■ WORK ORDER
Please restate, word for word, the lines below that begin at the one with "cab, one per instance" and end at the one with "walkway, one per instance". Leave out all other lines.

■ INFORMATION PROVIDED
Start of Block
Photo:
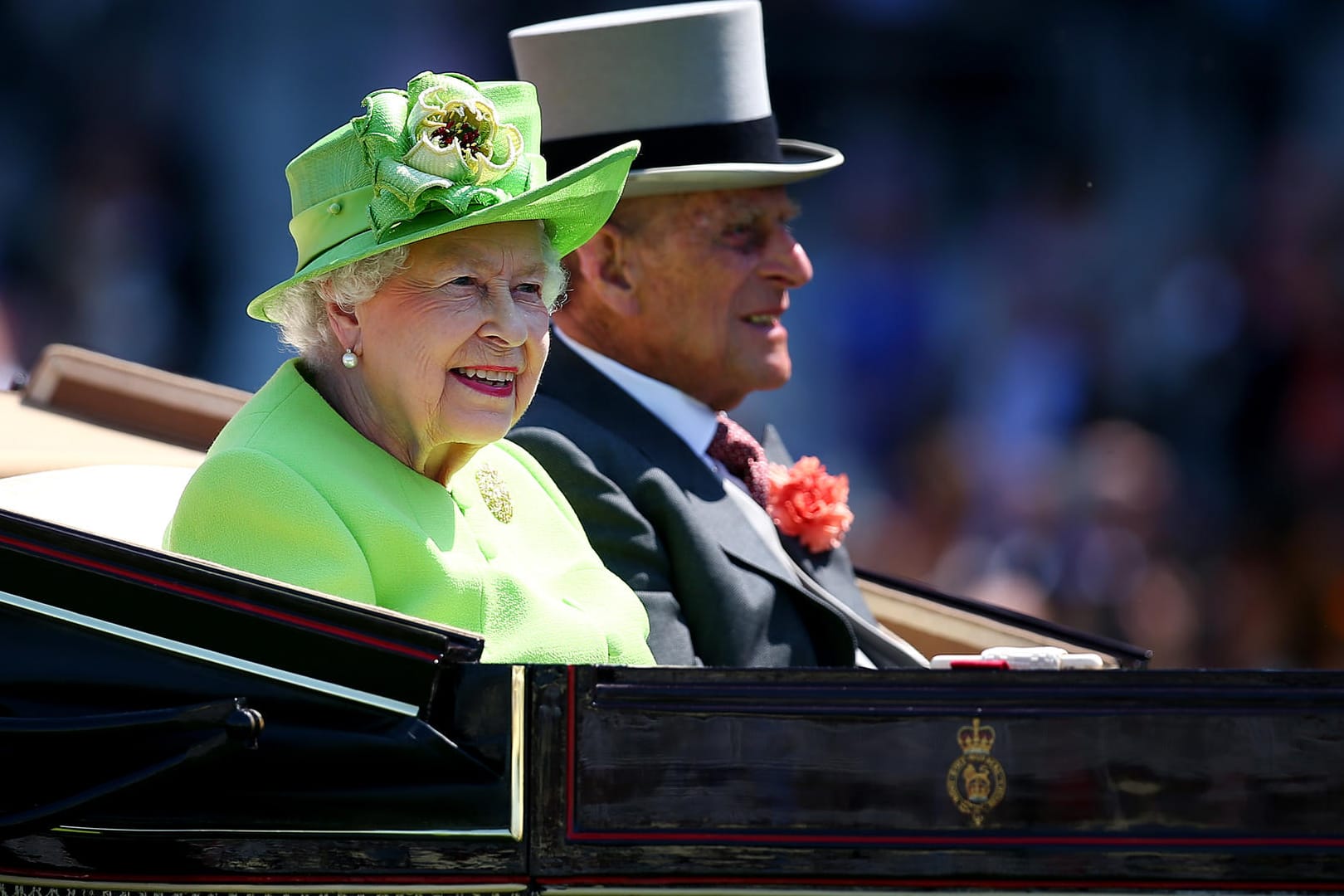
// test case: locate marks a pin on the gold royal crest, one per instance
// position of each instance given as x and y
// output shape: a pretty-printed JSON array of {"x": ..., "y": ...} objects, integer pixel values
End of Block
Start of Block
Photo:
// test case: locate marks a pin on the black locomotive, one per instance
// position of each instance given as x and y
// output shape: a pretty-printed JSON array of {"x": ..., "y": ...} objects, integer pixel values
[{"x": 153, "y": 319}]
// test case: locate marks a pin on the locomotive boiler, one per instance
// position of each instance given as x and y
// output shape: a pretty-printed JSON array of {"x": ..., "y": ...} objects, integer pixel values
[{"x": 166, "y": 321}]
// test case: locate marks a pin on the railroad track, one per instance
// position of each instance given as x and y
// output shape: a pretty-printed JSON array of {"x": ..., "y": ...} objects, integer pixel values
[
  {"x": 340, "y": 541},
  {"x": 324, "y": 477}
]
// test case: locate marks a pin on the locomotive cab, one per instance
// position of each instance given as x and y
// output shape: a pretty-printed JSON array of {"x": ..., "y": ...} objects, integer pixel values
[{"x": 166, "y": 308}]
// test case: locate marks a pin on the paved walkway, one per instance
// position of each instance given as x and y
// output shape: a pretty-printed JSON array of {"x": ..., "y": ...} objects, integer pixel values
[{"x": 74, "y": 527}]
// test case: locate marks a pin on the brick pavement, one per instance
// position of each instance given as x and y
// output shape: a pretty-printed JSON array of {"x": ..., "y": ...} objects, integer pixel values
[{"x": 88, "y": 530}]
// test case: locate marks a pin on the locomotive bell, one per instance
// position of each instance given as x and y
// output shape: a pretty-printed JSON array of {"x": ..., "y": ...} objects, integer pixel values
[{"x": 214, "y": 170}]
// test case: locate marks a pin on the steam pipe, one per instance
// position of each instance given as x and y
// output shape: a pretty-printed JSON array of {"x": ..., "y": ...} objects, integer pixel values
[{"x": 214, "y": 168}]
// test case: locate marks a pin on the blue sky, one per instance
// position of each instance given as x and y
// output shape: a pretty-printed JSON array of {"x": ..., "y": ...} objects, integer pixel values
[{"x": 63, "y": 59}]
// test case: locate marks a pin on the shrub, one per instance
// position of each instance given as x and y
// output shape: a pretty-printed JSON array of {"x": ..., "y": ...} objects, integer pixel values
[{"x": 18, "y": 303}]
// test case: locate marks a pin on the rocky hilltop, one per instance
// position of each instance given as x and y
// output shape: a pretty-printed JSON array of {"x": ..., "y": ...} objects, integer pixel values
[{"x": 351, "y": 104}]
End of Block
■ FINISHED EXERCISE
// test case: locate marks a pin on the locomotive cab, one per instance
// position of each instance given as x and y
// output shape: a pretty-printed JSON array of {"x": ..., "y": ...} objects, integer pixel values
[{"x": 166, "y": 308}]
// test case: locate marks a pin on the paved walkway, one per instance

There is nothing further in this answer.